## GOAL OF THE EXERCISE
Rewrite all the entries below, swapping "exterior ring" for "outer ring" and keeping everything else unchanged.

═══ INPUT ═══

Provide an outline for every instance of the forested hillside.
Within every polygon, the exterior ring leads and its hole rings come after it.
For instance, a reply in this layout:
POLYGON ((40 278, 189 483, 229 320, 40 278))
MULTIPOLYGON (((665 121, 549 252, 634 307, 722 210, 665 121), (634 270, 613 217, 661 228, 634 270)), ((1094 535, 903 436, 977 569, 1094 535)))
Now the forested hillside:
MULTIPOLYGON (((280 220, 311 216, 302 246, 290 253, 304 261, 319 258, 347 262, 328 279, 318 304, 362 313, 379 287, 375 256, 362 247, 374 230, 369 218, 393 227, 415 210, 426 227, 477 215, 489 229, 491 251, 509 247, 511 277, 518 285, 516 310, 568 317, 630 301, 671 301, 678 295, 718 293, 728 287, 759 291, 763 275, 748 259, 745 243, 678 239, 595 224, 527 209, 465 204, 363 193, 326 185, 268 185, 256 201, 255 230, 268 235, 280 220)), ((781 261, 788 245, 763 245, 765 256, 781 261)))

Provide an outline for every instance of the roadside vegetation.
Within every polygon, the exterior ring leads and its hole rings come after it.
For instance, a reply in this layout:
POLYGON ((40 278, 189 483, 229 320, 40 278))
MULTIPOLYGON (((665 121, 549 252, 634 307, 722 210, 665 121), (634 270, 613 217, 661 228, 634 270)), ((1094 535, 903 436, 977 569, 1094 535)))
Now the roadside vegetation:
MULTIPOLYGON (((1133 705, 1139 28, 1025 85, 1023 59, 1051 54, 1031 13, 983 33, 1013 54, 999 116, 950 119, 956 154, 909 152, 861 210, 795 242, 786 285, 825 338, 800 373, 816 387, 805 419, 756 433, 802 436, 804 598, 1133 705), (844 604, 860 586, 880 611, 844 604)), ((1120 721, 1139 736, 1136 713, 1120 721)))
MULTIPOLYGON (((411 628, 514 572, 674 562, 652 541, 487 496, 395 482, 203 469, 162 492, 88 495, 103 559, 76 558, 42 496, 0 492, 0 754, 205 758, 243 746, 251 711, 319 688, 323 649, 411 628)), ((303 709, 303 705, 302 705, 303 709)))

═══

## WORKED SOLUTION
Provide an outline for every instance of the forested hillside.
Within every polygon, the outer ring leads and its hole rings come after it.
For instance, a reply in this layout:
POLYGON ((40 278, 189 483, 229 320, 40 278))
MULTIPOLYGON (((665 121, 549 252, 634 307, 722 210, 665 121), (634 270, 613 217, 661 228, 634 270)), ((1094 535, 903 436, 977 569, 1094 535)))
Now the forested hillside:
MULTIPOLYGON (((280 220, 311 216, 302 246, 290 253, 304 261, 319 258, 347 262, 328 279, 318 304, 362 313, 379 287, 375 256, 362 247, 374 230, 369 218, 393 227, 415 210, 426 227, 477 215, 489 229, 491 251, 509 247, 511 277, 518 285, 516 310, 568 317, 630 301, 671 301, 678 295, 718 293, 728 287, 759 291, 763 275, 748 259, 745 243, 678 239, 595 224, 527 209, 465 204, 363 193, 326 185, 268 185, 256 201, 255 230, 268 235, 280 220)), ((781 261, 788 245, 763 245, 765 256, 781 261)))

Provide an outline for every instance of the roadside vegetation.
Within every polygon, the outer ring leads and its hole rings come after it.
For instance, a reply in this layout:
POLYGON ((40 278, 189 483, 229 320, 40 278))
MULTIPOLYGON (((665 121, 549 252, 634 307, 722 210, 665 121), (634 270, 613 217, 661 228, 634 270)), ((1094 535, 903 436, 977 569, 1094 535)))
Now the roadside vegetation:
MULTIPOLYGON (((1133 705, 1139 28, 1025 85, 1023 59, 1051 54, 1031 13, 983 33, 1013 54, 999 116, 950 119, 956 154, 909 152, 861 210, 795 242, 786 285, 825 338, 800 373, 816 387, 805 419, 756 433, 802 436, 804 598, 1133 705), (844 604, 860 586, 880 611, 844 604)), ((1120 721, 1139 736, 1136 713, 1120 721)))
MULTIPOLYGON (((411 628, 514 572, 674 562, 652 541, 487 496, 395 482, 203 469, 162 492, 88 495, 103 559, 76 558, 42 496, 0 492, 0 754, 205 758, 243 746, 251 711, 319 688, 323 649, 411 628)), ((303 709, 303 705, 302 705, 303 709)))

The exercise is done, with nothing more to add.